━━━━━ SUPPLIED INFORMATION ━━━━━

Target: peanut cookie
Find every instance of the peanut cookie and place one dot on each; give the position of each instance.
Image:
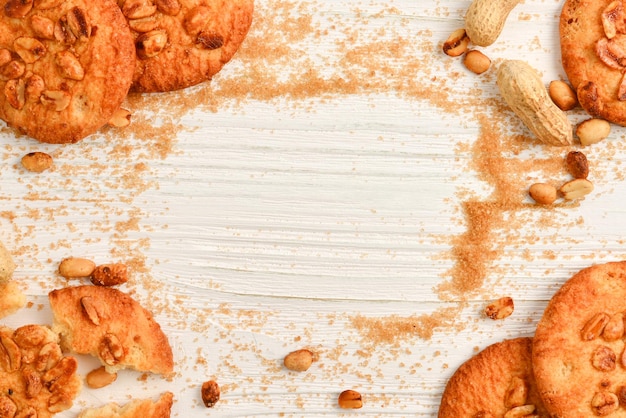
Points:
(496, 381)
(36, 379)
(138, 408)
(65, 66)
(578, 349)
(110, 325)
(593, 53)
(181, 43)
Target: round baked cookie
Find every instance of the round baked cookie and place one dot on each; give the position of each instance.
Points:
(36, 379)
(578, 350)
(181, 43)
(65, 66)
(496, 381)
(111, 326)
(593, 53)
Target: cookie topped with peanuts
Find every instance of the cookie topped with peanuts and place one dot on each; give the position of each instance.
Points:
(181, 43)
(36, 378)
(112, 326)
(496, 382)
(65, 66)
(593, 39)
(579, 355)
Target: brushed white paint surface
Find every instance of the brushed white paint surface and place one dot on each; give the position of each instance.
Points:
(272, 223)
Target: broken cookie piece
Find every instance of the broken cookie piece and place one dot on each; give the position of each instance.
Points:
(36, 379)
(138, 408)
(111, 326)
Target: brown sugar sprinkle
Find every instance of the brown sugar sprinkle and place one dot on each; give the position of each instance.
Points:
(356, 65)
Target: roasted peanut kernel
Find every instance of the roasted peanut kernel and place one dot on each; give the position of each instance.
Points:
(614, 329)
(33, 382)
(62, 32)
(69, 66)
(111, 351)
(456, 44)
(350, 399)
(99, 378)
(110, 274)
(34, 87)
(299, 360)
(78, 24)
(7, 406)
(29, 49)
(75, 267)
(520, 411)
(577, 164)
(27, 412)
(42, 27)
(595, 326)
(143, 25)
(210, 393)
(209, 40)
(168, 7)
(13, 69)
(517, 393)
(56, 100)
(10, 354)
(604, 403)
(592, 131)
(612, 19)
(5, 56)
(37, 161)
(48, 357)
(47, 4)
(59, 402)
(621, 395)
(151, 44)
(604, 359)
(476, 61)
(90, 309)
(137, 9)
(500, 309)
(15, 93)
(576, 189)
(562, 95)
(17, 8)
(59, 375)
(543, 193)
(120, 119)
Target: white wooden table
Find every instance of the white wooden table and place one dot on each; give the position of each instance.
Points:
(280, 221)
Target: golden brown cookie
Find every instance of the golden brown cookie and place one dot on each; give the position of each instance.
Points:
(181, 43)
(112, 326)
(138, 408)
(36, 379)
(593, 53)
(578, 349)
(65, 66)
(496, 381)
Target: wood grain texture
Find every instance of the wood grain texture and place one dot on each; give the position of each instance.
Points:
(281, 223)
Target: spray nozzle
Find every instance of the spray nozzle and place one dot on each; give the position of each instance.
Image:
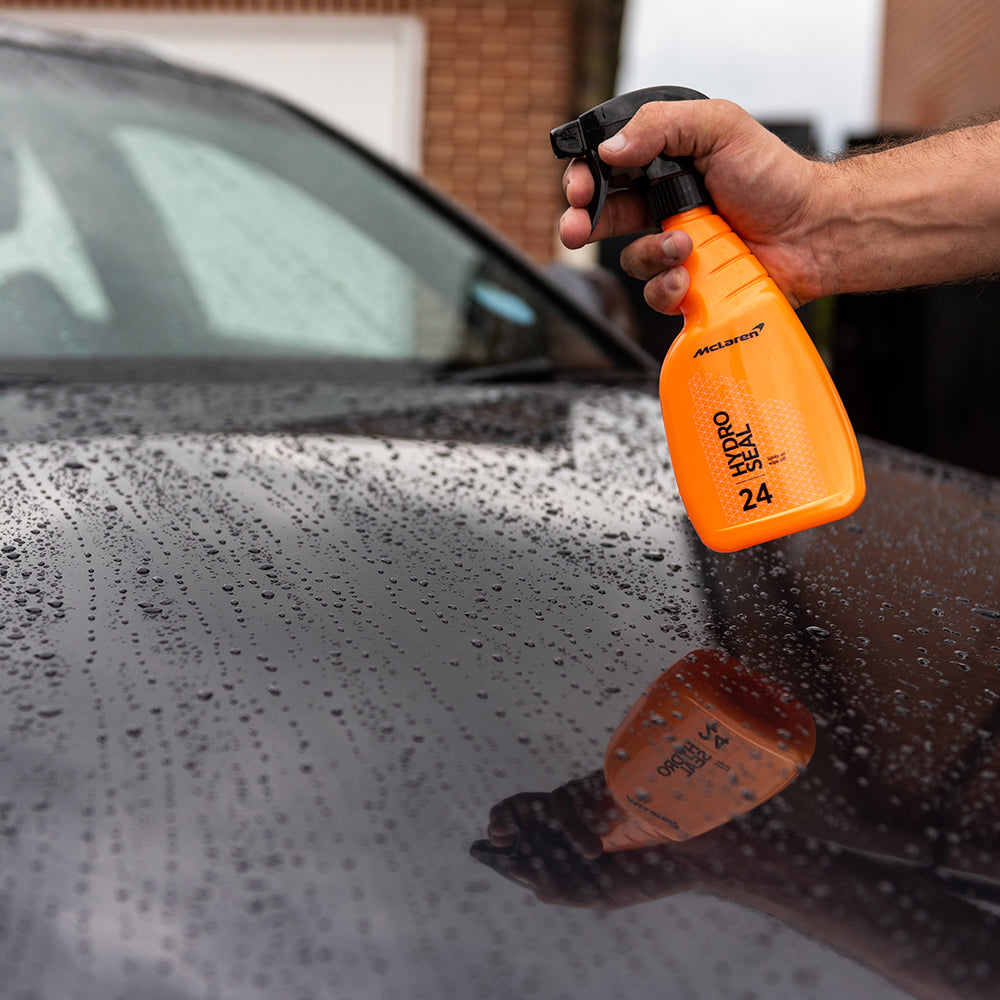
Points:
(671, 184)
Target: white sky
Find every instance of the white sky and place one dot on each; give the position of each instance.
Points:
(816, 60)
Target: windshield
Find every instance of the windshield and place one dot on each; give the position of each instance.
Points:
(157, 216)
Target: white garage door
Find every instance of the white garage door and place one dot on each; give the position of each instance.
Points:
(364, 74)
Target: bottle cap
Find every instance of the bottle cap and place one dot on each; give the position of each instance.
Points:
(671, 184)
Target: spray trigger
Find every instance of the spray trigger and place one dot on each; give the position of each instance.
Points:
(668, 182)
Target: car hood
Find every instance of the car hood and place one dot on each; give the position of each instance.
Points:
(265, 678)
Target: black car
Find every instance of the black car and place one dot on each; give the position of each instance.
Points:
(336, 545)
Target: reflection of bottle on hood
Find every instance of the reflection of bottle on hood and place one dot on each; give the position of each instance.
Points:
(710, 739)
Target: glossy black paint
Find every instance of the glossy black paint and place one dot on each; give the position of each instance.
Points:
(272, 650)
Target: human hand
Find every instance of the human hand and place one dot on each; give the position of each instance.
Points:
(770, 195)
(550, 843)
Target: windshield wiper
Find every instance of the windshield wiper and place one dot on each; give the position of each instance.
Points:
(530, 370)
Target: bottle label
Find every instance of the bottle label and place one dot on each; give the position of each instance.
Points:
(758, 451)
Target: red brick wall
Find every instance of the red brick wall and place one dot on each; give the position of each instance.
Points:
(499, 76)
(941, 62)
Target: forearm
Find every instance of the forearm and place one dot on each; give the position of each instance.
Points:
(923, 213)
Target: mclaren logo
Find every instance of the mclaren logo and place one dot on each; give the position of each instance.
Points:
(721, 344)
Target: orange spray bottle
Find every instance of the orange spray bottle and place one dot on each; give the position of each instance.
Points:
(759, 440)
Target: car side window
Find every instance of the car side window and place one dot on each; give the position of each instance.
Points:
(271, 265)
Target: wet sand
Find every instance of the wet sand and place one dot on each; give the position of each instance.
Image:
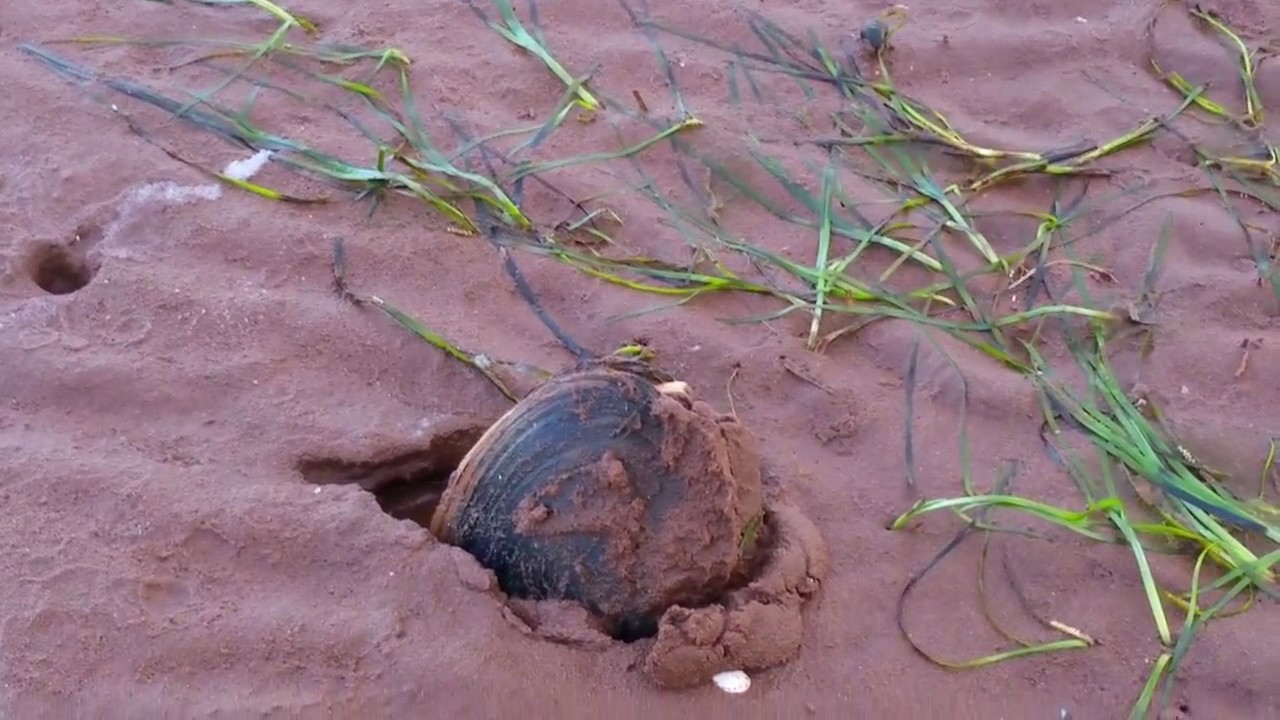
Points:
(163, 554)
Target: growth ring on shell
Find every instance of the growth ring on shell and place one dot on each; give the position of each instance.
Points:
(612, 487)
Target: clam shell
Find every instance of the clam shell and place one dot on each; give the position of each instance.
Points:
(612, 487)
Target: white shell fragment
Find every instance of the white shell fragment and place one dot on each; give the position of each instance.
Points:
(732, 682)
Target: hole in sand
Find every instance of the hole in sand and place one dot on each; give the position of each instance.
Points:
(410, 484)
(59, 269)
(407, 484)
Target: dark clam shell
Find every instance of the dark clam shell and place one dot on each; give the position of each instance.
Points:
(611, 490)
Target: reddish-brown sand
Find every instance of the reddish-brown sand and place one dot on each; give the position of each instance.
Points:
(163, 554)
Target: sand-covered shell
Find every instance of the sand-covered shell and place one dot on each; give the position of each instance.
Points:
(609, 486)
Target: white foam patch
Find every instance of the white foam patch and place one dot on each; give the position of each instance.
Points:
(734, 682)
(248, 167)
(169, 194)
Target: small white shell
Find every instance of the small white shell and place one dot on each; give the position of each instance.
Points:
(732, 682)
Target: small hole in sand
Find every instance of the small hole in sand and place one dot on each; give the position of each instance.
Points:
(407, 484)
(59, 269)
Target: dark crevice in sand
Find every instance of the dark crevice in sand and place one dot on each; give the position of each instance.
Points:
(60, 269)
(407, 484)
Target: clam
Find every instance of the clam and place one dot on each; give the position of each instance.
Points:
(613, 487)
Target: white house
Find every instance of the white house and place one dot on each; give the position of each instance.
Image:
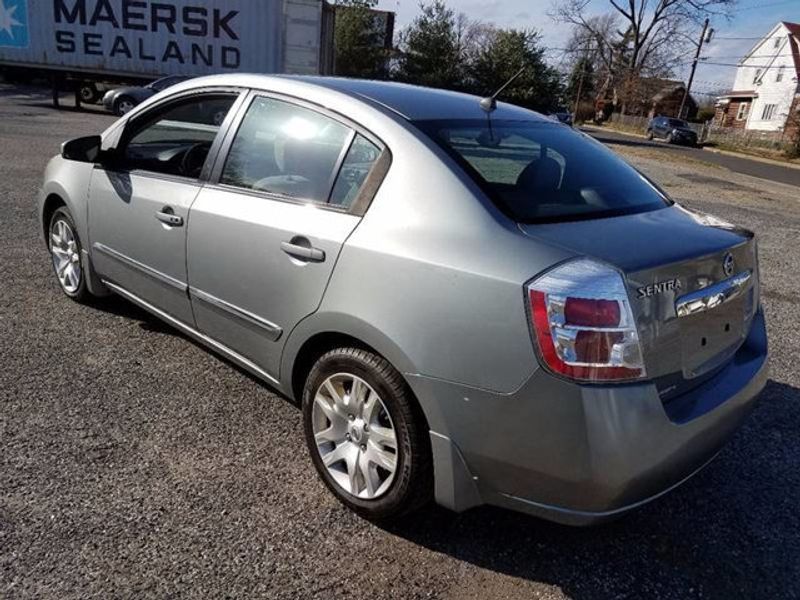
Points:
(766, 89)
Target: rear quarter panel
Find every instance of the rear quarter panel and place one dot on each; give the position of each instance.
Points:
(433, 276)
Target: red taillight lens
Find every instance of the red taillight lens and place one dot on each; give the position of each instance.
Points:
(592, 313)
(580, 336)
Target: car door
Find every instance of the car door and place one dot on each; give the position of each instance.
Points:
(139, 198)
(263, 238)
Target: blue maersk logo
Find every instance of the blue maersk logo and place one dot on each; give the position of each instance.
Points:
(14, 23)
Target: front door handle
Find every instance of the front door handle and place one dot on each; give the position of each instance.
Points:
(301, 248)
(167, 215)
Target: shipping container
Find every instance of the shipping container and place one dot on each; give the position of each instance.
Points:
(142, 39)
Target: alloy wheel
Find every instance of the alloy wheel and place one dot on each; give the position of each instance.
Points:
(66, 255)
(354, 436)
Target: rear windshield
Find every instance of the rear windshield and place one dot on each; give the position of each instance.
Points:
(544, 172)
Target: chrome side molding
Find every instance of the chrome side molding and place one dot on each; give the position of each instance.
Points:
(197, 335)
(272, 331)
(142, 268)
(713, 295)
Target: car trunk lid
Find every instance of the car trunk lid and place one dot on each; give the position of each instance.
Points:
(674, 259)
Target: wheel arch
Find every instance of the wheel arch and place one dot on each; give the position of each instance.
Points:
(454, 486)
(320, 333)
(51, 204)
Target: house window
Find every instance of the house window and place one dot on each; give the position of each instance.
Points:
(744, 110)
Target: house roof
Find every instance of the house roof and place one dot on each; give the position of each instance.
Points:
(794, 28)
(794, 44)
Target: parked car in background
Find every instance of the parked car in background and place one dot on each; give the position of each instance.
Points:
(475, 305)
(562, 117)
(121, 100)
(673, 131)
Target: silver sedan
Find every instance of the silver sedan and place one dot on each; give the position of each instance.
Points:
(472, 303)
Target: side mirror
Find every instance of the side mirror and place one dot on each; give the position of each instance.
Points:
(85, 149)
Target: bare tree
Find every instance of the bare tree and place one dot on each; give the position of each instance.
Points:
(650, 41)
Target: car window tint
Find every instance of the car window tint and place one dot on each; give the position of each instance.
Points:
(360, 159)
(285, 149)
(541, 171)
(176, 140)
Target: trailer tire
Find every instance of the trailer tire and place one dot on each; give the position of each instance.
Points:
(88, 92)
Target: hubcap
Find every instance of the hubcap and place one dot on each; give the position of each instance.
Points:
(354, 436)
(66, 256)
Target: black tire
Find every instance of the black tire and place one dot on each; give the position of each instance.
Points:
(81, 293)
(412, 485)
(88, 93)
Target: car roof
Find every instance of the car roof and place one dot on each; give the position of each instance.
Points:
(412, 102)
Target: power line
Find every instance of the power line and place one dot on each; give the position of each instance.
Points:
(768, 5)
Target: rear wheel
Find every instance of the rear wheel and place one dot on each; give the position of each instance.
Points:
(65, 251)
(366, 437)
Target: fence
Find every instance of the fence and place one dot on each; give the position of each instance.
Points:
(708, 133)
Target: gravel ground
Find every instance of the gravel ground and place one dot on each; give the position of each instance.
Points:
(135, 464)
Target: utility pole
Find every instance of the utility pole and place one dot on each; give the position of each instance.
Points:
(694, 67)
(582, 64)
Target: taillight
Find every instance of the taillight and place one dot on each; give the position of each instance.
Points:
(583, 324)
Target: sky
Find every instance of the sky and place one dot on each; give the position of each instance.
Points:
(751, 19)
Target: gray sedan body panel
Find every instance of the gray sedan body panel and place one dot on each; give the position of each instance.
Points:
(432, 276)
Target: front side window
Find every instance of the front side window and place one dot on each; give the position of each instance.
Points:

━━━━━

Take from the listing above each line that contains the string "chrome".

Target: chrome side molding
Find every instance of the chrome side molding and place one dot on each; give the position of each instance.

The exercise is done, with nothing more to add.